# Exercise objective
Copy the entries word for word, starting with the line that contains "In this exercise you will indicate every instance of the green" and stopping after the line that contains "<point>462,192</point>". Leave the pictures out of your copy.

--- --- ---

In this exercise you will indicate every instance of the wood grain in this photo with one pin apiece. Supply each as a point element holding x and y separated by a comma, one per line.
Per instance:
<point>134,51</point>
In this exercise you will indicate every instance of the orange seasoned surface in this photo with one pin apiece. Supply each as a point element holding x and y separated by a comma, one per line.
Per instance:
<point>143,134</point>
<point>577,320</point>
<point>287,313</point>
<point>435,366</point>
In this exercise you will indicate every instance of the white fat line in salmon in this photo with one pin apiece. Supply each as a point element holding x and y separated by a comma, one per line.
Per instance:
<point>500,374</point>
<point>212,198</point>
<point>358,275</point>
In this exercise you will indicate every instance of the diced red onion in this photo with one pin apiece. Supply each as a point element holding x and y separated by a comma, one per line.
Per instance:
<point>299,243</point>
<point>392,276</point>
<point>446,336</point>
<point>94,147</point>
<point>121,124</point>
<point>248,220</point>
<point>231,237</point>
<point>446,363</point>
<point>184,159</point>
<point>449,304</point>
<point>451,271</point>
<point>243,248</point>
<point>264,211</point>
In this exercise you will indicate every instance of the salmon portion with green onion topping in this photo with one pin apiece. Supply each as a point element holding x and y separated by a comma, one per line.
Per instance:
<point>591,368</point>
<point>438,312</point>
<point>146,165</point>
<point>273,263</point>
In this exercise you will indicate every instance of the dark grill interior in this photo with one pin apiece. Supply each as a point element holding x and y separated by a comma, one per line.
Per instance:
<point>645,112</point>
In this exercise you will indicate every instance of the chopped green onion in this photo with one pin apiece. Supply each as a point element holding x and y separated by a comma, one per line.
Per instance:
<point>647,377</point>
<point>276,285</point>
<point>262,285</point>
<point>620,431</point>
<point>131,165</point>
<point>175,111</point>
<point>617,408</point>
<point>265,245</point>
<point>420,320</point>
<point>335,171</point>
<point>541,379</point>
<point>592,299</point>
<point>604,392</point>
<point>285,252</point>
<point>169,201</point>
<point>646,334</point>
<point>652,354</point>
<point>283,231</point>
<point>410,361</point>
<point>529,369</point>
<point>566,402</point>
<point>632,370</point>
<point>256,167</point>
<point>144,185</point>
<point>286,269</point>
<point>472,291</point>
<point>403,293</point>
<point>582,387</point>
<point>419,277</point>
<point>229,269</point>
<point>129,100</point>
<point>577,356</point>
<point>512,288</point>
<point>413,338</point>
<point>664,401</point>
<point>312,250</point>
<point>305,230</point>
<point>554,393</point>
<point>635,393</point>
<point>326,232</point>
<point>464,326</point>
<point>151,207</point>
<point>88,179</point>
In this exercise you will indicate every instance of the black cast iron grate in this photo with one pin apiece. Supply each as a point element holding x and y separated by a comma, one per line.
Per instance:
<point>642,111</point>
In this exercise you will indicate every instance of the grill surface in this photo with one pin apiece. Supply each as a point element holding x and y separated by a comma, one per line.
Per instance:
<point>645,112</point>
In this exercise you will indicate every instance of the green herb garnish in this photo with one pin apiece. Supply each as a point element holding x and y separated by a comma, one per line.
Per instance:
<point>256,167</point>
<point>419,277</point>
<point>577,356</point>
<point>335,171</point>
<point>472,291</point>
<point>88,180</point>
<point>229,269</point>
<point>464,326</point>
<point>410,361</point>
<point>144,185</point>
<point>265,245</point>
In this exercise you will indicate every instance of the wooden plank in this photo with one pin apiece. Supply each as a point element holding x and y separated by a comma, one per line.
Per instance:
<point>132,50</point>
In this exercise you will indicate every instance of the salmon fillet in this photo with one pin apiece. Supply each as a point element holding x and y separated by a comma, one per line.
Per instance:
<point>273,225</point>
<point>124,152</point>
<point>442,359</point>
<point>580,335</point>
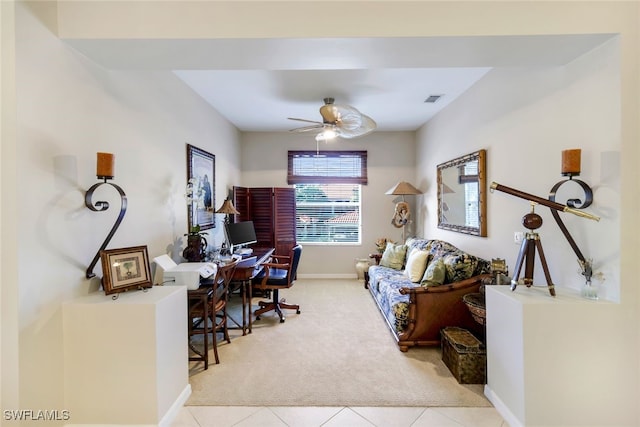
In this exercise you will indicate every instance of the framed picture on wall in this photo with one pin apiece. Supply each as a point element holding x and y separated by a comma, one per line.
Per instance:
<point>124,269</point>
<point>201,184</point>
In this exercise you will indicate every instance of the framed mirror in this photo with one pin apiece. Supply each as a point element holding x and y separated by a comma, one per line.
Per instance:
<point>462,192</point>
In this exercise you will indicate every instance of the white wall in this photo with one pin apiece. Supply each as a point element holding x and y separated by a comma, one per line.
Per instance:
<point>390,158</point>
<point>524,118</point>
<point>67,110</point>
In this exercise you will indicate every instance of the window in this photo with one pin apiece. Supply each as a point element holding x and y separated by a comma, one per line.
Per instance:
<point>328,195</point>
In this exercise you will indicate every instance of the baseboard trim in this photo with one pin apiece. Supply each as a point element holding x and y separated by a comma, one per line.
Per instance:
<point>175,408</point>
<point>328,276</point>
<point>502,409</point>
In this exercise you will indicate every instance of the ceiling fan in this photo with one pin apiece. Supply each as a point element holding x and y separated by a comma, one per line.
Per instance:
<point>342,121</point>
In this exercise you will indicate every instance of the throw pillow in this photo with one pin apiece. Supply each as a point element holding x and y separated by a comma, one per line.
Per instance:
<point>393,256</point>
<point>459,266</point>
<point>435,273</point>
<point>416,263</point>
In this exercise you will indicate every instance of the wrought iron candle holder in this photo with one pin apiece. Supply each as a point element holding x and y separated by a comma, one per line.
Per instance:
<point>571,168</point>
<point>105,173</point>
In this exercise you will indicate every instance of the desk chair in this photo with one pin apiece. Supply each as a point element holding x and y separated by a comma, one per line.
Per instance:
<point>216,310</point>
<point>277,275</point>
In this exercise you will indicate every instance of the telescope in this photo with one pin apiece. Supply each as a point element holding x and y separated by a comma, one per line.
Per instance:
<point>545,202</point>
<point>532,242</point>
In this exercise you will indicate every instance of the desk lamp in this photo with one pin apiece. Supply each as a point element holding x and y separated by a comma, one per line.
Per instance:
<point>228,209</point>
<point>402,214</point>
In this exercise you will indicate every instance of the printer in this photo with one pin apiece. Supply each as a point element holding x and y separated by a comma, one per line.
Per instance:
<point>186,274</point>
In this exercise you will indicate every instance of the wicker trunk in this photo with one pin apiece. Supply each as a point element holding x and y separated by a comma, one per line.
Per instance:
<point>464,355</point>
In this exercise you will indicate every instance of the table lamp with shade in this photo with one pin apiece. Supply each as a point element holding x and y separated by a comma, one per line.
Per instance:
<point>402,214</point>
<point>228,209</point>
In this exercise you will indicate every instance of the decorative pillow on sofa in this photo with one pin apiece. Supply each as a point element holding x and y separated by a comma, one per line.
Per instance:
<point>435,273</point>
<point>393,256</point>
<point>459,266</point>
<point>416,264</point>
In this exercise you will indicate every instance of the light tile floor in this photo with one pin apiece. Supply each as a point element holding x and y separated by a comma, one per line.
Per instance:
<point>248,416</point>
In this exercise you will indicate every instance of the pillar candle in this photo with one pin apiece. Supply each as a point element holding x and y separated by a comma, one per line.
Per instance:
<point>105,165</point>
<point>571,162</point>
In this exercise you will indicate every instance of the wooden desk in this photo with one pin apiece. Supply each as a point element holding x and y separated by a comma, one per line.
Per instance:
<point>246,270</point>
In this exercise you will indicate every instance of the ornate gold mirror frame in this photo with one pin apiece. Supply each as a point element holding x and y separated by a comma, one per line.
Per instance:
<point>462,193</point>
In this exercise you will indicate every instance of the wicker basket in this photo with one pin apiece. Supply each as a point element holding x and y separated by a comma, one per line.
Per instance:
<point>464,355</point>
<point>476,304</point>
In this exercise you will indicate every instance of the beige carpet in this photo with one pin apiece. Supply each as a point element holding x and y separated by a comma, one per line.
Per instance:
<point>337,352</point>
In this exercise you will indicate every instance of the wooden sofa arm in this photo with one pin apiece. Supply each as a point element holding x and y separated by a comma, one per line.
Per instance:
<point>433,308</point>
<point>444,288</point>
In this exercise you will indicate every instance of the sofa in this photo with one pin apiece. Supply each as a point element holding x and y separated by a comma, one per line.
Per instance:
<point>418,286</point>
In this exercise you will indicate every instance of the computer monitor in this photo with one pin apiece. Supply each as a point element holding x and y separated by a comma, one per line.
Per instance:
<point>240,234</point>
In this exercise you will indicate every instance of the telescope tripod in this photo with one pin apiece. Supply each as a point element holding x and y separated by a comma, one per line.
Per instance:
<point>527,254</point>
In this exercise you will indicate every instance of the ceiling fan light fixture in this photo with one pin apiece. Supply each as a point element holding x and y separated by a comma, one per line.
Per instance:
<point>342,121</point>
<point>326,135</point>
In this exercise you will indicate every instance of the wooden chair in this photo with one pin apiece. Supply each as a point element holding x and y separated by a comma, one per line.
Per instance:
<point>216,310</point>
<point>277,275</point>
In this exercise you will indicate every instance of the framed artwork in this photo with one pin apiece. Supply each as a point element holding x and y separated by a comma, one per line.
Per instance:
<point>201,184</point>
<point>124,269</point>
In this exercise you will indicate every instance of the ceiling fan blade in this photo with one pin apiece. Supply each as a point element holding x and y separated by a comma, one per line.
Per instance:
<point>307,128</point>
<point>305,120</point>
<point>367,126</point>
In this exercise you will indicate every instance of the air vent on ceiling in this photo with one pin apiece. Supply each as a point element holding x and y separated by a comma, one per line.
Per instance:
<point>432,98</point>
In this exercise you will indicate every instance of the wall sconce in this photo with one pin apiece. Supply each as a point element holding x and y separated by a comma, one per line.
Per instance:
<point>533,221</point>
<point>571,160</point>
<point>104,171</point>
<point>402,214</point>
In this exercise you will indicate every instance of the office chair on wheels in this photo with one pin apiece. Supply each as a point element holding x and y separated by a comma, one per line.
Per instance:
<point>277,275</point>
<point>216,309</point>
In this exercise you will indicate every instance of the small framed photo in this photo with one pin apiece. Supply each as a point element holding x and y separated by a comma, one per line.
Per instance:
<point>201,169</point>
<point>124,269</point>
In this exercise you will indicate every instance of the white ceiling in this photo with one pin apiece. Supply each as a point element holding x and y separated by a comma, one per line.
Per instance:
<point>257,83</point>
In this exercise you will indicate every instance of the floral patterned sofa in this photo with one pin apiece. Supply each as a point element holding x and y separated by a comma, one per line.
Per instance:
<point>418,287</point>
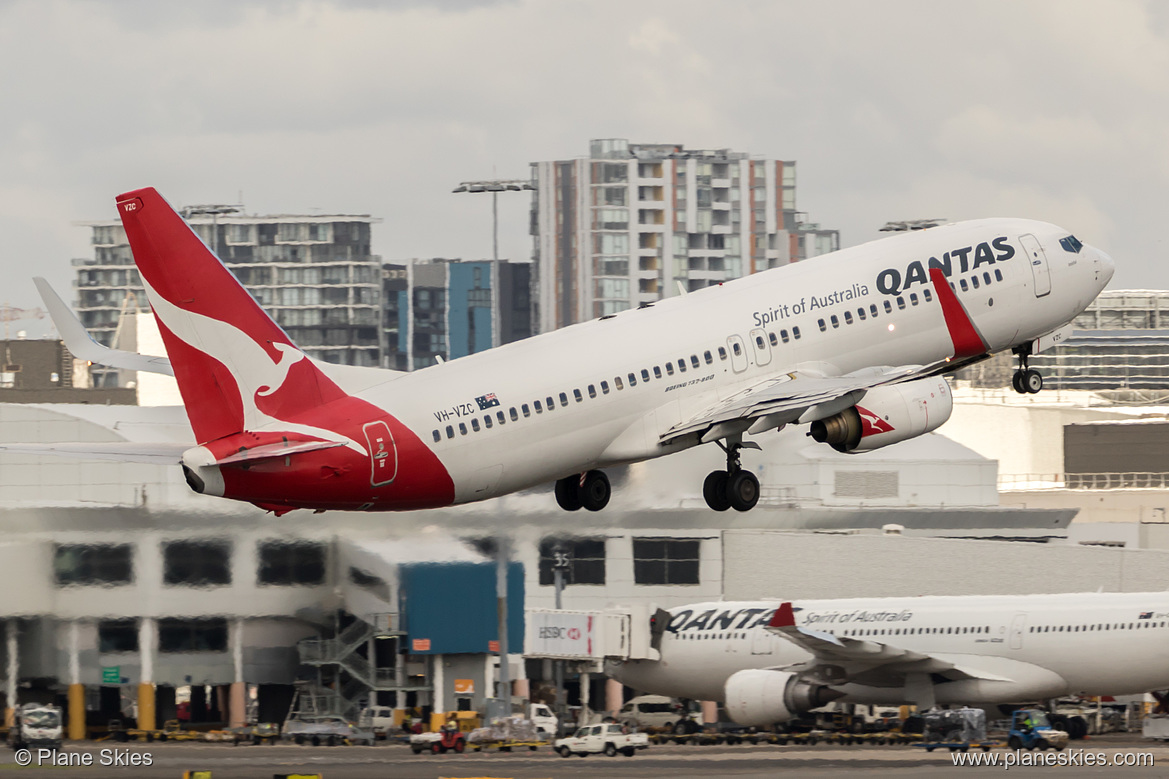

--- --- ---

# Solution
In this exercise you will indicate every instance of the green herb garnish in this photo with one pin apiece. Supply each as a point element holding x and y separated by a comma, one per line.
Per instance:
<point>256,167</point>
<point>419,277</point>
<point>577,356</point>
<point>335,171</point>
<point>472,291</point>
<point>88,180</point>
<point>229,269</point>
<point>464,326</point>
<point>410,361</point>
<point>144,185</point>
<point>265,245</point>
In this exercise you will indicate every instance of the wooden plank in this photo with one pin apiece. Supply each as a point element holding x and y separated by a comma, one per line.
Per instance:
<point>132,50</point>
In this exercise you will indicate every instance of the salmon fillet in this photo with one pin apiece. Supply each as a point element holding x and y separated by a comma, one per line.
Per instance:
<point>273,225</point>
<point>124,152</point>
<point>442,359</point>
<point>580,335</point>
In this exercise you will indicate every instance of the framed picture on wall in this photo with one pin apiece. Supply each as a point element holding x and y separated by a comma, one per line.
Per instance:
<point>124,269</point>
<point>201,184</point>
In this exercise you will indicate every instance of the framed mirror in this photo with one pin apiece. Supply each as a point element holding x and y separated by a comma, one per line.
Per instance:
<point>462,192</point>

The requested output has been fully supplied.